═══ Record set ═══

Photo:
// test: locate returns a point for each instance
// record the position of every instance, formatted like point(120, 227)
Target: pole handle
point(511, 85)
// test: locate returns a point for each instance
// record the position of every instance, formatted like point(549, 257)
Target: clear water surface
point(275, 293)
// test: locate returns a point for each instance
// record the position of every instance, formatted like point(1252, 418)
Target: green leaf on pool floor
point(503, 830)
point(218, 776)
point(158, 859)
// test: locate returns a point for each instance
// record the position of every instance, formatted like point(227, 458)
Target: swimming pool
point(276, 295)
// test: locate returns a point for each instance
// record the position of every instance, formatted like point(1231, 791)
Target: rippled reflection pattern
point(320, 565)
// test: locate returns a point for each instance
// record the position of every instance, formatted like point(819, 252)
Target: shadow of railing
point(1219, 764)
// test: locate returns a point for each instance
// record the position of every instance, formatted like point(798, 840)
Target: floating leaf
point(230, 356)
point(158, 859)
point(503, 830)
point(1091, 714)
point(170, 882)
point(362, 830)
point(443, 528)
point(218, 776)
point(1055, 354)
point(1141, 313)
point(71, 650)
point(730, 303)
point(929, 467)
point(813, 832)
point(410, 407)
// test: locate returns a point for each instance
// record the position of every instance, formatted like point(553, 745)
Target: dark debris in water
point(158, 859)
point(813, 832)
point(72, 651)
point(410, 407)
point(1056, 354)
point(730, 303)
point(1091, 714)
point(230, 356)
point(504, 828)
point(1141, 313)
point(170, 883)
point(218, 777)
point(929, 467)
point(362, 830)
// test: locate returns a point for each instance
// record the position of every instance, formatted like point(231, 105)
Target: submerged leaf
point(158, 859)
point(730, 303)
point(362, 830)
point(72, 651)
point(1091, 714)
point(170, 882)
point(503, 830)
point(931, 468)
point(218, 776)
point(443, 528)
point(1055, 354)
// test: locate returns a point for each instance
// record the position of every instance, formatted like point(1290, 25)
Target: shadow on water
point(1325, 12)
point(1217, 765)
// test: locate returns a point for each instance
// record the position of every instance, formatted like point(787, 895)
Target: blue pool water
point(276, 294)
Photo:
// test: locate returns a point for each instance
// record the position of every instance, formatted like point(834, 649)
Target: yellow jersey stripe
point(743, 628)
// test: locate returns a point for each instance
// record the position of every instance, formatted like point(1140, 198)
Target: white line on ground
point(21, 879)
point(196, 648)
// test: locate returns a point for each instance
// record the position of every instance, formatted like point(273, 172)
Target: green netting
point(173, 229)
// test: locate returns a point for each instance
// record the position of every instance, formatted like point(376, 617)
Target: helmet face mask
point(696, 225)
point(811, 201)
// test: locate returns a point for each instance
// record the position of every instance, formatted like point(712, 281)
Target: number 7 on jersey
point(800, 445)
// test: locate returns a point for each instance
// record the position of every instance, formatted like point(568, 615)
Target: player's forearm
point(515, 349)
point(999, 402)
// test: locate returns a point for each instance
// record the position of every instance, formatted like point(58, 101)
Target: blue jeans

═══

**Your objective**
Recast every line of the data above as a Markdown table with the columns Index and Text, giving each nonblank line its own numbered row.

**Exercise output**
| Index | Text |
|---|---|
| 1 | Photo: |
| 2 | // test: locate returns a point for each instance |
| 3 | // record the position of every instance, formatted like point(120, 227) |
| 4 | Target: pole handle |
| 5 | point(511, 85) |
| 6 | // test: locate returns a point for each instance |
| 7 | // record the position of every instance, formatted like point(549, 257) |
| 8 | Target: clear water surface |
| 9 | point(275, 293) |
| 10 | // test: locate returns a point for each instance |
| 11 | // record the position of every instance, formatted like point(1252, 418) |
| 12 | Target: green leaf on pool floor |
| 13 | point(503, 830) |
| 14 | point(218, 776) |
| 15 | point(158, 859) |
| 16 | // test: locate returns a point for each instance |
| 17 | // record the position of every instance, formatted like point(227, 458) |
| 18 | Target: swimming pool |
| 19 | point(276, 295) |
| 20 | // test: locate returns a point for each instance |
| 21 | // record the position of every instance, formatted like point(1231, 791) |
| 22 | Target: rippled reflection pattern |
| 23 | point(320, 565) |
| 24 | // test: locate returns a point for each instance |
| 25 | // record the position of every instance, formatted like point(819, 252) |
| 26 | Target: shadow of railing |
| 27 | point(1219, 764) |
| 28 | // test: locate returns a point for each instance |
| 29 | // record the position of every instance, formatted like point(798, 840) |
| 30 | Target: floating leaf |
| 31 | point(230, 356) |
| 32 | point(158, 859) |
| 33 | point(503, 830) |
| 34 | point(1091, 714) |
| 35 | point(170, 882) |
| 36 | point(362, 830) |
| 37 | point(443, 528) |
| 38 | point(218, 776) |
| 39 | point(1055, 354) |
| 40 | point(1141, 313) |
| 41 | point(71, 650) |
| 42 | point(730, 303) |
| 43 | point(929, 467) |
| 44 | point(813, 832) |
| 45 | point(410, 407) |
| 46 | // test: locate returns a point for each instance |
| 47 | // record the position of every instance, formatted like point(553, 745) |
| 48 | Target: dark debris in water |
| 49 | point(158, 859) |
| 50 | point(813, 832) |
| 51 | point(72, 651) |
| 52 | point(410, 407) |
| 53 | point(1056, 354) |
| 54 | point(730, 303) |
| 55 | point(1091, 714) |
| 56 | point(230, 356) |
| 57 | point(504, 828) |
| 58 | point(1141, 313) |
| 59 | point(170, 883) |
| 60 | point(218, 777) |
| 61 | point(929, 467) |
| 62 | point(362, 830) |
| 63 | // test: locate returns a point for each instance |
| 64 | // record the position of every instance, formatted like point(231, 105) |
| 65 | Target: submerged leaf |
| 66 | point(158, 859) |
| 67 | point(730, 303) |
| 68 | point(362, 830) |
| 69 | point(72, 651) |
| 70 | point(1091, 714) |
| 71 | point(170, 882) |
| 72 | point(503, 830) |
| 73 | point(931, 468) |
| 74 | point(218, 776) |
| 75 | point(443, 528) |
| 76 | point(1055, 354) |
| 77 | // test: locate returns a point for each instance |
| 78 | // record the position of every instance, formatted like point(1290, 25) |
| 79 | Target: shadow on water |
| 80 | point(1325, 12) |
| 81 | point(1217, 765) |
| 82 | // test: locate returns a point for each instance |
| 83 | // record the position of every instance, formatted like point(787, 895) |
| 84 | Target: blue pool water |
| 85 | point(276, 294) |
| 86 | Photo: |
| 87 | // test: locate returns a point for each instance |
| 88 | // record the position of every instance, formatted like point(834, 649) |
| 89 | Target: yellow jersey stripe |
| 90 | point(743, 628) |
| 91 | // test: locate returns a point for each instance |
| 92 | // record the position of every instance, formatted like point(1140, 198) |
| 93 | Target: white line on ground |
| 94 | point(21, 879) |
| 95 | point(196, 648) |
| 96 | // test: locate returns a point for each instance |
| 97 | // record the position of every instance, formatted like point(273, 172) |
| 98 | Target: green netting |
| 99 | point(173, 229) |
| 100 | // test: locate returns a point for each instance |
| 101 | // record the position of every instance, formatted like point(376, 617) |
| 102 | Target: helmet face mask |
| 103 | point(696, 225) |
| 104 | point(811, 201) |
| 105 | // test: locate returns a point for each instance |
| 106 | // record the position of every instance, formatted like point(712, 281) |
| 107 | Target: number 7 on jersey |
| 108 | point(800, 445) |
| 109 | // test: locate returns a point for each instance |
| 110 | // record the position of every instance, formatted like point(568, 615) |
| 111 | Target: player's forearm |
| 112 | point(515, 349) |
| 113 | point(999, 402) |
| 114 | // test: locate returns a point for each instance |
| 115 | // record the position of every instance, formatted like point(58, 101) |
| 116 | Target: blue jeans |